Stored data entries ▸
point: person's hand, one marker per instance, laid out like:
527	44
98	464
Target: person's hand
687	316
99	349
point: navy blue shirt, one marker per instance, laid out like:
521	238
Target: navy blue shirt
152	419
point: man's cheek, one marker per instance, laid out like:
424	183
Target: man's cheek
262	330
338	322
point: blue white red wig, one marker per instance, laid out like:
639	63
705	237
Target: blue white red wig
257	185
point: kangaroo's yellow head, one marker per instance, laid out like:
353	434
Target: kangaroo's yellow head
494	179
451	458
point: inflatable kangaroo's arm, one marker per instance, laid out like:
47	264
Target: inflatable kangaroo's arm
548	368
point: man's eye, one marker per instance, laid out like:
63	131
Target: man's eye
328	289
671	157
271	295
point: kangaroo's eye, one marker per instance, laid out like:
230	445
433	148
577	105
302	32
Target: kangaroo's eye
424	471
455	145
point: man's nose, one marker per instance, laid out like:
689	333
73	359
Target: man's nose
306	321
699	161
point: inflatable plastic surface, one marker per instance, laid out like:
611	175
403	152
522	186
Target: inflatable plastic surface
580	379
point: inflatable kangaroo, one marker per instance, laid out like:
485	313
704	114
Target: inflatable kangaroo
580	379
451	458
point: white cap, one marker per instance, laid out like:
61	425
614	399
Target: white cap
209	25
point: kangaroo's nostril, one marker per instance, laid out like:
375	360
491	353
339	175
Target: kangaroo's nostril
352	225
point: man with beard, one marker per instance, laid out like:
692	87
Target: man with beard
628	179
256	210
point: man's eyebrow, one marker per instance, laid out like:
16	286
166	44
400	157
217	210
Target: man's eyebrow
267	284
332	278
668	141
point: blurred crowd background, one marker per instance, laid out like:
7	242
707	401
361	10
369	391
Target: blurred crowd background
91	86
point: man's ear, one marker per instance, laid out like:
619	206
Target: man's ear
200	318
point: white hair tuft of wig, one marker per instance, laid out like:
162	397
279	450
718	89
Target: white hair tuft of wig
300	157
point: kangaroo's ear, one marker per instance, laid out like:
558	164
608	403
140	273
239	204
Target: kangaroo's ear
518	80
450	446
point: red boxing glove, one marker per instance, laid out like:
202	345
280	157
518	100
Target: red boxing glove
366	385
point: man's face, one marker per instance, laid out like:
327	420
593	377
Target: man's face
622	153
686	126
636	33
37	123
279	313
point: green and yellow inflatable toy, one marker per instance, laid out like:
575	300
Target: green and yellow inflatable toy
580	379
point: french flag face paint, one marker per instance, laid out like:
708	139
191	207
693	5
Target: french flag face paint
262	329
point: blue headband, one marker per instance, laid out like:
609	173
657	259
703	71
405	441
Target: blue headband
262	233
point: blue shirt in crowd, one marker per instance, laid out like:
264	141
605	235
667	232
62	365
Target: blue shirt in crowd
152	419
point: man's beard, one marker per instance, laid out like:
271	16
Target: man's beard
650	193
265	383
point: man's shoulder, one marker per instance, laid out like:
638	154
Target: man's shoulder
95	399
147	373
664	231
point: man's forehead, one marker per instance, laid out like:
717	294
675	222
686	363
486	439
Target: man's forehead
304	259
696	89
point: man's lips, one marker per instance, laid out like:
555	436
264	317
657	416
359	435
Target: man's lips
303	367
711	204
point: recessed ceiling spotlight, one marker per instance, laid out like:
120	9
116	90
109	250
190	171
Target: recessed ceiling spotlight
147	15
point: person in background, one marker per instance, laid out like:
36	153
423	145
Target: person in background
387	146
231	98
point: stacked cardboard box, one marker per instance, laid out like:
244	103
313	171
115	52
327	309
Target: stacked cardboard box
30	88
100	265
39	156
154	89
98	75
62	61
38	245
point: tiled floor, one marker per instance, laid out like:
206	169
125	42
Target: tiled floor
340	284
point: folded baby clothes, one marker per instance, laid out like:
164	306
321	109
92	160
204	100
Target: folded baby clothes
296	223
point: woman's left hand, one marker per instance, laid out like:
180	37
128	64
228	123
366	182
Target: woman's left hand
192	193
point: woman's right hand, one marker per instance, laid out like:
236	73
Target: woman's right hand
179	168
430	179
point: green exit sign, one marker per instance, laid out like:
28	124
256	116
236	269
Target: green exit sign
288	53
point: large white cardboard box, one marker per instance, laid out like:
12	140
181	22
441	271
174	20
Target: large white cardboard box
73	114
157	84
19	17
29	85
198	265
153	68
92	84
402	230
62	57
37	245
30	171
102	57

Brief ▸ Would you please transcribe the records above in full and exactly?

Written reply ▸
point: person's hand, one marker per instance, laid out like:
527	44
98	464
Target: person's hand
687	316
99	349
point: navy blue shirt, one marker per instance, laid out like:
521	238
Target: navy blue shirt
152	419
point: man's cheek, one marker per instance, laid out like:
424	183
Target: man's cheek
262	330
338	322
point: blue white red wig, one marker per instance, laid out like:
639	63
705	237
Target: blue white red wig
257	185
point: kangaroo's yellow head, one marker per instance, laid out like:
353	434
Target: kangaroo's yellow head
494	179
451	458
point: inflatable kangaroo's arm, one marker per instance, laid out like:
47	264
Target: inflatable kangaroo's arm
548	368
point: man's eye, one marker per instance, laid out like:
63	131
Target: man's eye
328	289
671	157
271	295
point: kangaroo's eye, one marker per instance, laid out like:
230	445
433	148
577	105
302	32
Target: kangaroo's eye
424	471
455	145
point: man's nose, one marker per instance, laid out like:
689	333
73	359
Target: man's nose
306	321
699	161
point: inflatable plastic surface, one marker per instance, laid out like:
611	175
403	152
522	186
Target: inflatable plastic surface
580	379
point: inflatable kangaroo, one marker per instance, laid out like:
485	313
704	114
Target: inflatable kangaroo
580	379
451	458
point: white cap, one marker per instance, laid out like:
61	425
614	399
Target: white cap
209	25
point: kangaroo's nostril, one marker per instance, laid out like:
375	360
491	353
339	175
Target: kangaroo's nostril
352	225
point: man with beard, one marker per instance, laid out like:
692	87
Target: man with beard
628	179
256	210
point: man's eyebrow, one marker per instance, laid out like:
16	286
166	44
400	157
217	210
Target: man's eyebrow
267	284
332	278
668	141
point: blurred crowd background, one marker per instance, laid out like:
7	242
707	401
361	10
369	391
Target: blurred crowd background
91	86
point: man's ear, one marker per instance, laid out like:
619	206
Target: man's ear
200	318
point: white hair tuft of wig, one marker per instance, laid out like:
162	397
279	450
718	89
Target: white hair tuft of wig
300	157
point: kangaroo's ear, one marker per instance, laid out like:
558	164
608	403
140	273
239	204
Target: kangaroo's ear
518	80
450	446
point: red boxing glove, one marker per instance, laid out like:
202	345
280	157
518	100
Target: red boxing glove
366	385
point: man's face, one marker per instance, laid out like:
327	420
593	377
Target: man's face
622	153
686	126
636	33
37	123
279	313
point: green and yellow inflatable toy, one marker per instance, laid out like:
575	300
Target: green and yellow inflatable toy
580	379
point: french flag face paint, one marker per instance, laid out like:
708	139
191	207
693	5
Target: french flag face paint
262	329
point: blue headband, one marker per instance, laid out like:
609	173
657	259
703	71
405	441
Target: blue headband
262	233
point: blue shirt in crowd, one marker per instance, laid out like:
264	141
605	235
667	232
62	365
Target: blue shirt in crowd
152	419
point: man's beard, one marker per instance, laid out like:
271	16
Target: man's beard
650	193
265	383
point: man's shoulder, one marker per instance, laid out like:
638	154
Target: man's shoulder
95	399
147	373
664	231
point: man's forehead, one marker per instance, laid out like:
717	294
675	222
686	363
486	439
Target: man's forehead
304	259
696	89
point: man's lips, one marker per instance, laid out like:
555	436
264	317
657	416
359	435
Target: man's lips
303	367
711	204
point: recessed ceiling spotlight, one marker per instance, laid out like:
120	9
116	90
109	250
190	171
Target: recessed ceiling spotlight
147	15
point: person in background, one marker per instance, laid out like:
36	153
423	145
Target: person in background
387	146
231	98
point: stacked cardboard box, one marker per instance, laid out like:
244	103
313	171
115	52
327	309
Target: stacked cardboard box
30	88
100	265
39	156
154	89
98	75
62	61
38	245
point: tiled floor, one marker per instance, laid out like:
206	169
125	42
Target: tiled floor
340	284
point: folded baby clothes, one marker per instance, laid out like:
164	306
321	109
92	160
204	100
Target: folded baby clothes
296	223
point: woman's left hand, one marker per instance, laid out like:
180	37
128	64
228	123
366	182
Target: woman's left hand
192	193
point: woman's right hand, one marker per instance, laid out like:
236	73
Target: woman's right hand
179	168
430	179
point: green exit sign, one marker per instance, laid out like:
28	124
256	116
236	269
Target: green exit sign
288	53
point: large white cardboard box, one marker per instance, laid out like:
12	140
181	22
441	271
174	20
Target: large white cardboard box
73	114
157	84
19	17
29	85
198	265
153	68
92	84
402	230
62	57
37	245
30	171
102	57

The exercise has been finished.